> [Exercise prompt]: Count the lines in the rows below that contain the word "white" and give only that number.

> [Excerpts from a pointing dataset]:
>> BEGIN

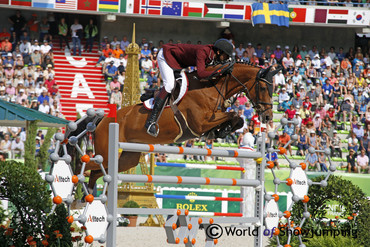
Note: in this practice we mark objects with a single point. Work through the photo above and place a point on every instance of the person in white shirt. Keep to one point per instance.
(239, 51)
(146, 66)
(316, 63)
(279, 79)
(17, 147)
(124, 43)
(45, 48)
(44, 107)
(35, 46)
(77, 31)
(283, 96)
(115, 42)
(332, 53)
(25, 48)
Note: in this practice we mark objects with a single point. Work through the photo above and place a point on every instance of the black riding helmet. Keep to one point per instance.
(225, 46)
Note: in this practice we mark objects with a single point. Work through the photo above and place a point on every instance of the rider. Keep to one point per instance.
(175, 57)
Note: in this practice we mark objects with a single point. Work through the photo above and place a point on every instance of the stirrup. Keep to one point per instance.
(149, 127)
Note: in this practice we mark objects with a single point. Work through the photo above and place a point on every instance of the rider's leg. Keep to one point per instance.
(160, 100)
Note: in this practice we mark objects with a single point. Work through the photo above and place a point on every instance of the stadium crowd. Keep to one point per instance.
(326, 90)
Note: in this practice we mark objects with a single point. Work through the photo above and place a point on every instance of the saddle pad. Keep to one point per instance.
(149, 104)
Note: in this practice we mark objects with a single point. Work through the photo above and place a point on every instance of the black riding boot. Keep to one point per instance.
(151, 122)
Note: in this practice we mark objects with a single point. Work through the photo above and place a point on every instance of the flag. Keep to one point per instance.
(213, 10)
(339, 16)
(234, 11)
(87, 5)
(297, 15)
(43, 4)
(310, 15)
(358, 17)
(320, 15)
(171, 8)
(130, 6)
(248, 12)
(66, 4)
(264, 13)
(21, 2)
(108, 5)
(193, 9)
(112, 111)
(151, 7)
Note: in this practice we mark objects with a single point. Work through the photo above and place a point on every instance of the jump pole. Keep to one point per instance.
(112, 195)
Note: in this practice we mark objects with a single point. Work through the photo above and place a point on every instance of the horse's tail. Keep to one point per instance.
(72, 151)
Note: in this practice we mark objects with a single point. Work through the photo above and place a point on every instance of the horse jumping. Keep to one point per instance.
(202, 108)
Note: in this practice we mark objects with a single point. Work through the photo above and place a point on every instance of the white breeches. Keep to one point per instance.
(166, 72)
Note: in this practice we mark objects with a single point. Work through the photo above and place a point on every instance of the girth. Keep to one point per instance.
(185, 132)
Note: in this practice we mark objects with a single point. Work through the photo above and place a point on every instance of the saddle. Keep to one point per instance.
(178, 93)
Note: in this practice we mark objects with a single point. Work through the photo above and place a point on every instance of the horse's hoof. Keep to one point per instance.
(152, 130)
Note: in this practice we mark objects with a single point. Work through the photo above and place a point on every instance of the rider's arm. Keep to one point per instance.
(201, 64)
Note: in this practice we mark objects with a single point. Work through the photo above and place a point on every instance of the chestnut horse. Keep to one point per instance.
(202, 107)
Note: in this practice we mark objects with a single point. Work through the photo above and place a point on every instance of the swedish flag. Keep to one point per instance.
(264, 13)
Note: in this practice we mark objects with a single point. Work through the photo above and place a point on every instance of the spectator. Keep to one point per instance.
(43, 97)
(290, 113)
(240, 51)
(124, 43)
(116, 97)
(289, 129)
(91, 31)
(115, 42)
(36, 57)
(335, 144)
(322, 162)
(44, 107)
(62, 32)
(283, 140)
(6, 144)
(302, 142)
(17, 148)
(279, 80)
(274, 158)
(118, 52)
(323, 141)
(111, 71)
(77, 31)
(351, 162)
(45, 49)
(105, 53)
(313, 161)
(362, 162)
(146, 67)
(19, 23)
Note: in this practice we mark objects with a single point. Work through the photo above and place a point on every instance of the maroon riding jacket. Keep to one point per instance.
(179, 56)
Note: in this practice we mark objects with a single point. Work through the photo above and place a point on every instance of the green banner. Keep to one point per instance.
(194, 205)
(333, 209)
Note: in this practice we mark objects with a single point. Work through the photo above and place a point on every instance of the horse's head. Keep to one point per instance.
(263, 93)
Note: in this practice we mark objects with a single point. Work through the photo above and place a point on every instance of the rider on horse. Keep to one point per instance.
(172, 58)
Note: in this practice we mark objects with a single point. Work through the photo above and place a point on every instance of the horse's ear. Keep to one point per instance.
(276, 70)
(264, 72)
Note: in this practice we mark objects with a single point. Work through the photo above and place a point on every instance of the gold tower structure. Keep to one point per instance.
(143, 195)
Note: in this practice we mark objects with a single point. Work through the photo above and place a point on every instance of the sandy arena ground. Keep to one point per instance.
(156, 237)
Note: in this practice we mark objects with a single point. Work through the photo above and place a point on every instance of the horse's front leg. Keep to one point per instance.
(229, 126)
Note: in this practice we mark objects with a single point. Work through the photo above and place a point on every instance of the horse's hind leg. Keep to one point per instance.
(128, 160)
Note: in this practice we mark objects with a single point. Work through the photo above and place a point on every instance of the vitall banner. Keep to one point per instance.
(62, 179)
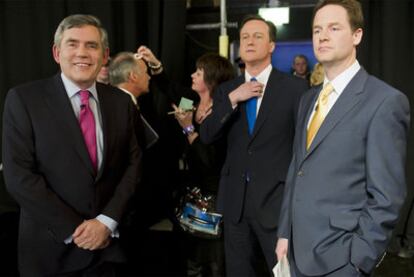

>> END

> [Task answer]: 2